● **Tasks and exercises**:
**A)** Answer these questions from the text about getting around Minsk:
(i) What does a single ticket on the Airport Bus cost?
(ii) How long does the bus take to cover the 40km?
(iii) What did the writer buy at the Metro ticket office?
**B)** Write what comes next in the text about getting around Minsk, picking up after its final sentence.

● **Extracted text**:
========
So, put on a comfortable walking shes or snickers and grab your camera and enjoy in discover city in very hart of Europe. No need map but it is always good to have a map or some kind of guide so you don't skip something you would find later a interesting to see or do and record.
The Airport Bus service connects the main airport terminal building with both the central train and central bus stations in Minsk city.
It seems to me the service runs about every 40 or 45 minutes.
A single ticket costs 1900 Belarusian Rouble which is a miniscule amount compared to the 40 Euros I was quoted by the taxi company from my hotel.
The bus however is slow. It takes an hour to travel the 40km because there are several stops on the way. If you're not in a hurry and hate paying taxi rates then this is a good option.
I only took one journey on the Metro, mainly because I refused to pay what I thought was an excessive taxi fare from the railway station to my first hotel. Armed with my Bradt guidebook which featured a map of the Metro system, I figured out I had to go one stop to the crossover junction station before changing to the other line for a further one stop.
The guide book advised me about buying a Jeton which I managed to do from the ticket office. The helpful lady behind the desk was pleased with my one word of Russian. The plastic Jeton coin went neatly into the machine, the barrier opened and I was in the Metro system. Now I had to work out which way I needed to go. There didn't seem to be any helpful maps on walls but on the platforms there were signs indicating the final destination of the train and from this, with the help of my guide book, I managed to figure out the direction I should travel in.
========
● **Dataset entries**:
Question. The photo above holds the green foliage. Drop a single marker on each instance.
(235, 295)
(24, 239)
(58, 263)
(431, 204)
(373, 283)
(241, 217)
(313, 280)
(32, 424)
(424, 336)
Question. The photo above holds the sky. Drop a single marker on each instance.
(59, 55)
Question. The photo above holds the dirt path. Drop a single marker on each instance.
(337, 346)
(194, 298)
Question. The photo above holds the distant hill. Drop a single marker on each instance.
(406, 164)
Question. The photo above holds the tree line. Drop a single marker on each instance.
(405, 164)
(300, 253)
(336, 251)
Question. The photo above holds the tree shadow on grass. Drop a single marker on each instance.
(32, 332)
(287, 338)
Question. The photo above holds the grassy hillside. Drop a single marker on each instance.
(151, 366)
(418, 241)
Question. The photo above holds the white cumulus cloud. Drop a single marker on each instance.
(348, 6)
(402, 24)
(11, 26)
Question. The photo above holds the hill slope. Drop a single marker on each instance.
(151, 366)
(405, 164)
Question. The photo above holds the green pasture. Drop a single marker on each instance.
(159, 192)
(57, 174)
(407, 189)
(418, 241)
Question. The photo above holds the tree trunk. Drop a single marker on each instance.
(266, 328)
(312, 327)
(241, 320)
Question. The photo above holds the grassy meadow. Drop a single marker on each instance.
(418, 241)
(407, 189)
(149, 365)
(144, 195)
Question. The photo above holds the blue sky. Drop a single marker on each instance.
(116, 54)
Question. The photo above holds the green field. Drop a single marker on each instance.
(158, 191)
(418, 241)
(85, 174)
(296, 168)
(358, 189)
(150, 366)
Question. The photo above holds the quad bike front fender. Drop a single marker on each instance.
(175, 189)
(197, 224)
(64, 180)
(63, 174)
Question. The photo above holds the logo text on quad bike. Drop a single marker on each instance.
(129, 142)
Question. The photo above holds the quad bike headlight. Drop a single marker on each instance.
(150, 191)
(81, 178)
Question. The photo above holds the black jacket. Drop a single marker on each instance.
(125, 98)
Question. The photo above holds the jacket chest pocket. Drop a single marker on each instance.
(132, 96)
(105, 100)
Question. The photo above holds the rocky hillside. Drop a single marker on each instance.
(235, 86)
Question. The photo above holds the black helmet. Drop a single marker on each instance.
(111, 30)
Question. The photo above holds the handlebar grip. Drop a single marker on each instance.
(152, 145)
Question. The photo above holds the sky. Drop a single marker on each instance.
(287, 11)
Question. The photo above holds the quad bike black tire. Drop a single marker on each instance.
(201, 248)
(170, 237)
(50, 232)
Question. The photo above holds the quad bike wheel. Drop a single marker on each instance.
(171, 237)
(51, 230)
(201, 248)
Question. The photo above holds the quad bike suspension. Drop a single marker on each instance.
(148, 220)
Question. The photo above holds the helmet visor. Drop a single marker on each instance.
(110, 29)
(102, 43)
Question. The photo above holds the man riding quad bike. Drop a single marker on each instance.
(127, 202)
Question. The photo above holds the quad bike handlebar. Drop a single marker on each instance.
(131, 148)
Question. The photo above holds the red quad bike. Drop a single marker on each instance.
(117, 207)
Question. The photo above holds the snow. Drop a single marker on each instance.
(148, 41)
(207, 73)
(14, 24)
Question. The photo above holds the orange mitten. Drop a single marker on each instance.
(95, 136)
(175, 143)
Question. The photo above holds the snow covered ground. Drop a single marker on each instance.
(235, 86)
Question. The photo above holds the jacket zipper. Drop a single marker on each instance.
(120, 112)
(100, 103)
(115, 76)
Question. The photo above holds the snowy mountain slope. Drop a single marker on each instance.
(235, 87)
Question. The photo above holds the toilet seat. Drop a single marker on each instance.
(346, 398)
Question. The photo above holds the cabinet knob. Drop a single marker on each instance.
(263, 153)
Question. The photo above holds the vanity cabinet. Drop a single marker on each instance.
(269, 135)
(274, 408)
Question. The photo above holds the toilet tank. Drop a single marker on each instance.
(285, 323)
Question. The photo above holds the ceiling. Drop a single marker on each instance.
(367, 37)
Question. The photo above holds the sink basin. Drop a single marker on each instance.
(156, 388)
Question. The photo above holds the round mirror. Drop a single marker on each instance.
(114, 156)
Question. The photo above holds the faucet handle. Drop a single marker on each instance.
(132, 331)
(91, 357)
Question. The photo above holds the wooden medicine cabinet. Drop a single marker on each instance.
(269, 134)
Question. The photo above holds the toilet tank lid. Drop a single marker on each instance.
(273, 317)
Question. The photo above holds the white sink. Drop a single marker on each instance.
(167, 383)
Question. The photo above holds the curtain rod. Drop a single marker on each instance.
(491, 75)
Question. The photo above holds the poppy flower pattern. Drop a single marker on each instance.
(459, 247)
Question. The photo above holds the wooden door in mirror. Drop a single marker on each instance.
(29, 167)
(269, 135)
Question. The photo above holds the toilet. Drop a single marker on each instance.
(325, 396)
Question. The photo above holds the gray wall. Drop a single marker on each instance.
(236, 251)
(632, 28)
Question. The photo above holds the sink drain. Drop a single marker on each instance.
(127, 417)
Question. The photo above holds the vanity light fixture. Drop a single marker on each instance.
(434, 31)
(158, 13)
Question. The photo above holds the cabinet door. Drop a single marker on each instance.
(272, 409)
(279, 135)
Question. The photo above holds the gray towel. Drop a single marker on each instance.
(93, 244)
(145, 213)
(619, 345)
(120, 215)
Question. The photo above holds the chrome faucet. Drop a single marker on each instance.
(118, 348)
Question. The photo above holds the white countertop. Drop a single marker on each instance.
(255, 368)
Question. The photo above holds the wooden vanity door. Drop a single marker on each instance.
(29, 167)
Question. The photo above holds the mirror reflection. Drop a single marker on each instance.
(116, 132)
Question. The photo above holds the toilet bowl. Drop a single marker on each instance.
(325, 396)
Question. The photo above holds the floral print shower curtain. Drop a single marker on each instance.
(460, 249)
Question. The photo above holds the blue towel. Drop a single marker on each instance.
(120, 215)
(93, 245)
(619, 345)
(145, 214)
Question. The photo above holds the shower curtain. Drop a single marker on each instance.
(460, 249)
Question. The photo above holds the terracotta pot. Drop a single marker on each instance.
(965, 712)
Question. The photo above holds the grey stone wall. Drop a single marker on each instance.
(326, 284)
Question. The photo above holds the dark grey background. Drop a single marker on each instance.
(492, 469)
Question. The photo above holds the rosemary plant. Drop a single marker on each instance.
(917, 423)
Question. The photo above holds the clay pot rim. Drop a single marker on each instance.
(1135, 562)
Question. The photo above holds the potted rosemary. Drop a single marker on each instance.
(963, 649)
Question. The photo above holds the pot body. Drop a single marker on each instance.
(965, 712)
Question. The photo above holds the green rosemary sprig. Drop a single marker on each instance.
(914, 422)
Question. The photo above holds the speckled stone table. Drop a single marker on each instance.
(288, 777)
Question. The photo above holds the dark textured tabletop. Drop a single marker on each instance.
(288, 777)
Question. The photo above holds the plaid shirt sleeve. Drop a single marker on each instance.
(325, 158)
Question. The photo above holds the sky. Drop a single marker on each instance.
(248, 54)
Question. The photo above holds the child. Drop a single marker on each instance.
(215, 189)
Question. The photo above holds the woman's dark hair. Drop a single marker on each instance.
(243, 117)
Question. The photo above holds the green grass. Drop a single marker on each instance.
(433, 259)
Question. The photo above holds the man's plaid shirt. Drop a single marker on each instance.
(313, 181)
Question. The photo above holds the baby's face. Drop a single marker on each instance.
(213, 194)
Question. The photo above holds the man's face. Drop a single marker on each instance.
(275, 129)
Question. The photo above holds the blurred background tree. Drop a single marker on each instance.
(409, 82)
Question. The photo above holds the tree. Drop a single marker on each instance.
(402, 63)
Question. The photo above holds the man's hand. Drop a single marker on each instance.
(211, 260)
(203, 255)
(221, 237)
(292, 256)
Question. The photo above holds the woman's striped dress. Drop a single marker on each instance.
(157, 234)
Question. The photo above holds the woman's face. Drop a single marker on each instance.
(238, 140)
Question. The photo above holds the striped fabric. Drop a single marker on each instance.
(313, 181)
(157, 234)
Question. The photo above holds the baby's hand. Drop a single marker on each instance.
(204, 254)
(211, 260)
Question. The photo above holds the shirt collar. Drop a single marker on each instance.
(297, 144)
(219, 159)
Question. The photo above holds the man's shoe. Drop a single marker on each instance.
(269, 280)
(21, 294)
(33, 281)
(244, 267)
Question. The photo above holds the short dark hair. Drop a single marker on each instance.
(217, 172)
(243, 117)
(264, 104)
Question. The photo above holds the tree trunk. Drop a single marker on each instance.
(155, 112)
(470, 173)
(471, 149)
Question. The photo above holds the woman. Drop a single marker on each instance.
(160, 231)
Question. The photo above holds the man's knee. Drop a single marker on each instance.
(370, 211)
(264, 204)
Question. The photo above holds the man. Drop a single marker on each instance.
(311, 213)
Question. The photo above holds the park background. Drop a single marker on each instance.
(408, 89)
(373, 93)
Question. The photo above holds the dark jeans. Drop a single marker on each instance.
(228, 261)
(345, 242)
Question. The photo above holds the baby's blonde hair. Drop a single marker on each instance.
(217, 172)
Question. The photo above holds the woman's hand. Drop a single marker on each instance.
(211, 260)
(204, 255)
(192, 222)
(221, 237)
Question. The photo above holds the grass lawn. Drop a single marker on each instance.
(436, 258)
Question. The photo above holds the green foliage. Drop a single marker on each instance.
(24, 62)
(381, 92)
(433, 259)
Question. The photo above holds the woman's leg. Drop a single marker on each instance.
========
● **Answers for the tasks**:
**A)**
(i) 1900 Belarusian Rouble
(ii) An hour
(iii) A Jeton, a plastic coin

**B)**
I also asked a young man who looked the type who'd want to practice his English. Fortunately he spoke enough to reassure me that I was indeed heading in the right direction.
And so I made it out at Nemiga station which was the nearest to my hotel. From there it was a 5 minute walk to Hotel Yubileiny wheeling my suitcase behind me.
I felt proud that I'd managed to navigate my way around a metro that had minimal information for the non-Russian speaking visitor. Fortunately with only two lines to choose from the risk of getting hopelessly lost is fairly low.
The trains themselves were clean and fairly frequent. I was surprised how busy it seemed at 3pm in the afternoon - hardly rush hour.
As the train departure times from Vilnius to Minsk were simply not convenient for us, we decided to go to Minsk by bus
The route is served about 8 times per day by different companies. We took an Express bus, which left Vilnius at 12:30 h. We bought our ticket for 45 Litas (ca. 13 Euro) one day in advance at Vilnius' bus station.
The trip to Minsk via Asmiany (BY) took about 4,5 hours and included an approximately 45 minutes stop at the border.
In Minsk most buses arrive at the Central Bus Station, which is located just next to the train station. Unfortunately it was being renovated in summer 2011, so our bus teminated at the Eastern Bus Station (Vostochniy).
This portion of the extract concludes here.